* **TASK TO CARRY OUT**
Change "mountain ridge" to "mountain crest" in the records below and give back only the stretch from the line containing "Task: confirm every instance of the mountain" through the line containing "[[607, 774]]", with nothing else altered. Leave the pictures out of your answer.

* **MATERIAL**
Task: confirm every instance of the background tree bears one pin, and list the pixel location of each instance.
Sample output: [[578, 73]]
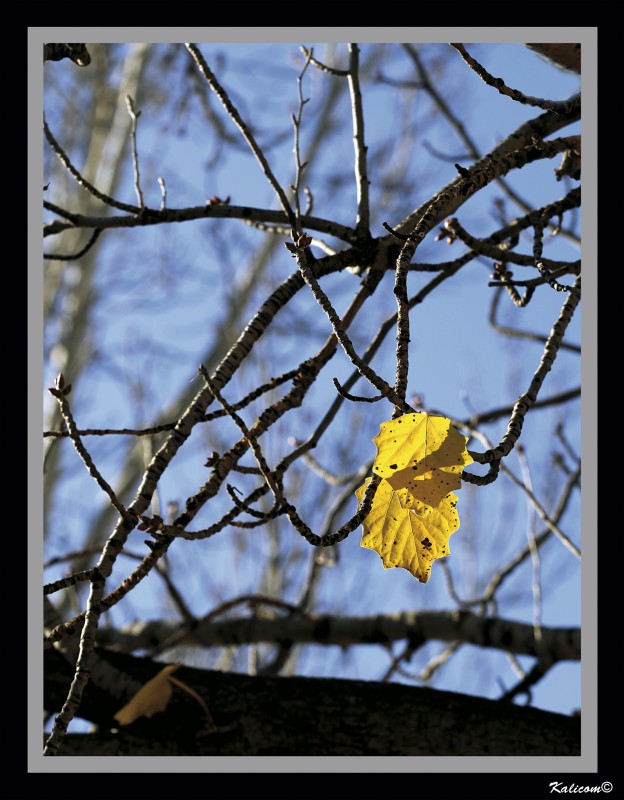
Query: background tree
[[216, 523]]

==

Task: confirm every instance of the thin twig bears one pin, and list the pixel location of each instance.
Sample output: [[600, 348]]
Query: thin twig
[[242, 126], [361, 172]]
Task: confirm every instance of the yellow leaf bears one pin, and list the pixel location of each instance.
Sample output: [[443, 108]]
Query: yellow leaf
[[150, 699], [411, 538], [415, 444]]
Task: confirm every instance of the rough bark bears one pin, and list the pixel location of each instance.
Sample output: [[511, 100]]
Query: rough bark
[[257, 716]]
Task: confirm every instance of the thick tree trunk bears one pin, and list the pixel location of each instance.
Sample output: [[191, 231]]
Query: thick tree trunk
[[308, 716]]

* * *

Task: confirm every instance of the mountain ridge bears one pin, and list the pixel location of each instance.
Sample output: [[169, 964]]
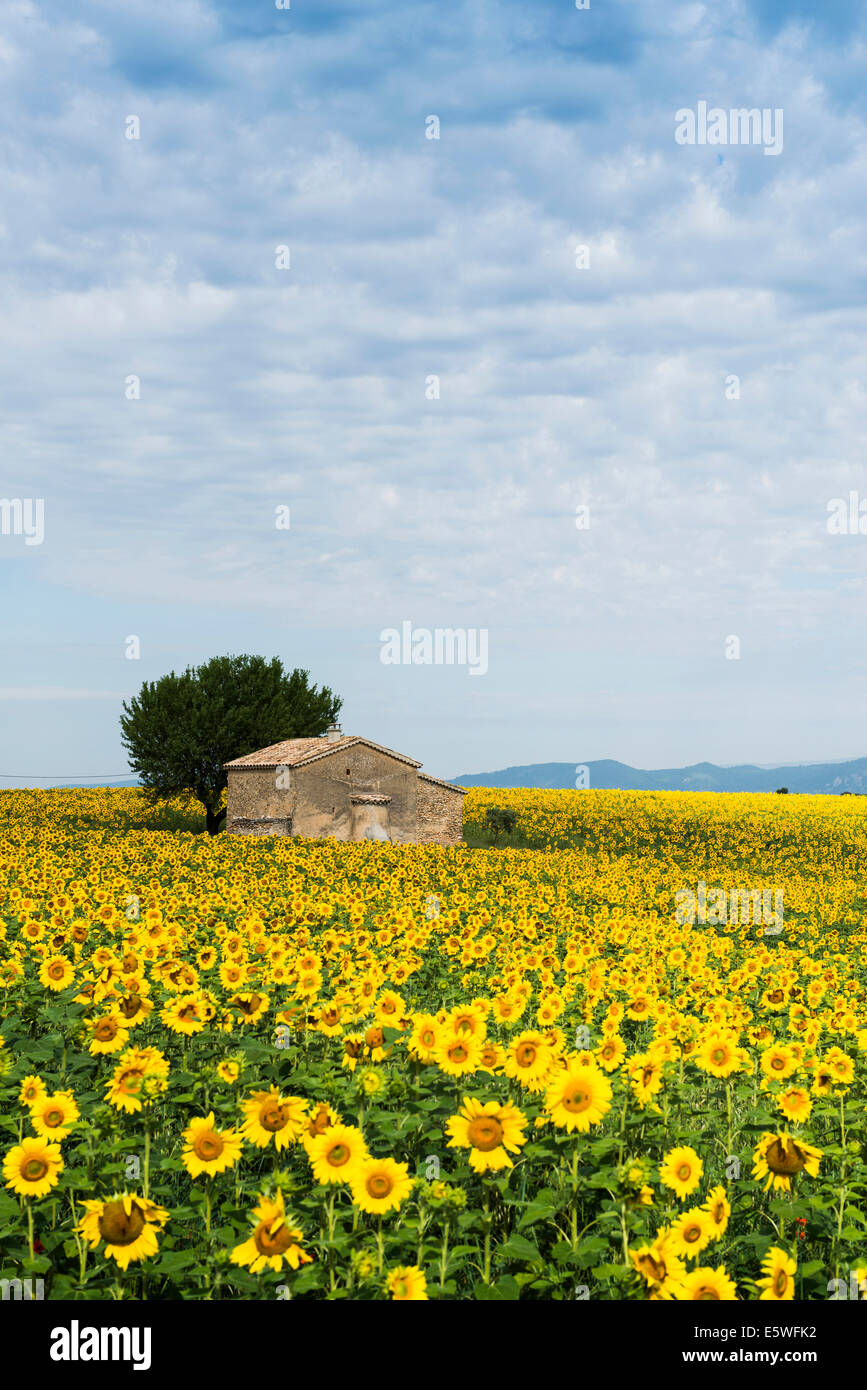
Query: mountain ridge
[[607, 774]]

* **OUTPUT OF THE EXERCISE**
Task: confirm every instance of the mountain crest bears one pin, and list the pixel location of each instance.
Sample output: [[169, 964]]
Query: mountain crest
[[607, 774]]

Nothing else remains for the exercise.